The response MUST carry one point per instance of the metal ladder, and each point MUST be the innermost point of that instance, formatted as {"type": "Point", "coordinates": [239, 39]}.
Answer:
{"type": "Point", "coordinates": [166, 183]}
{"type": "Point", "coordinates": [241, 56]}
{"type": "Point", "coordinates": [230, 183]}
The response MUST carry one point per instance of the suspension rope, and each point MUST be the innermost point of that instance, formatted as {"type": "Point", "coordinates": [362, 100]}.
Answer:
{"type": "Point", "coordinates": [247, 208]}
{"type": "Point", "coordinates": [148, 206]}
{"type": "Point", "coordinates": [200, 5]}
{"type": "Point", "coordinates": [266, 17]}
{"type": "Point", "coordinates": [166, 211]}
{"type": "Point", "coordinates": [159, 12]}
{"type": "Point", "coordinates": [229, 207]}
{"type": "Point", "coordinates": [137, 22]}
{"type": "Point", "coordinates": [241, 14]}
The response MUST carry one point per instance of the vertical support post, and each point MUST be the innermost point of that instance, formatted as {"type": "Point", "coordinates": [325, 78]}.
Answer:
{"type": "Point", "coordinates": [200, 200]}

|---|

# SHORT TASK:
Turn all of the entries above into a numbered list, with each line as its own item and any blank lines dropped.

# OUTPUT:
1. The response MUST carry one point per instance of the metal ladder, and each point MUST be the innermost point of that instance, formatted as {"type": "Point", "coordinates": [239, 39]}.
2. Answer:
3. {"type": "Point", "coordinates": [166, 183]}
4. {"type": "Point", "coordinates": [241, 56]}
5. {"type": "Point", "coordinates": [230, 183]}
6. The response MUST carry one point per instance of the suspension rope, and each point MUST be the innermost point of that instance, formatted as {"type": "Point", "coordinates": [362, 100]}.
7. Answer:
8. {"type": "Point", "coordinates": [247, 208]}
9. {"type": "Point", "coordinates": [148, 206]}
10. {"type": "Point", "coordinates": [200, 5]}
11. {"type": "Point", "coordinates": [266, 17]}
12. {"type": "Point", "coordinates": [166, 211]}
13. {"type": "Point", "coordinates": [159, 12]}
14. {"type": "Point", "coordinates": [229, 207]}
15. {"type": "Point", "coordinates": [137, 22]}
16. {"type": "Point", "coordinates": [241, 14]}
17. The response MUST carry one point per instance of the vertical support post, and each point MUST be the innermost point of that instance, formatted as {"type": "Point", "coordinates": [325, 78]}.
18. Answer:
19. {"type": "Point", "coordinates": [200, 200]}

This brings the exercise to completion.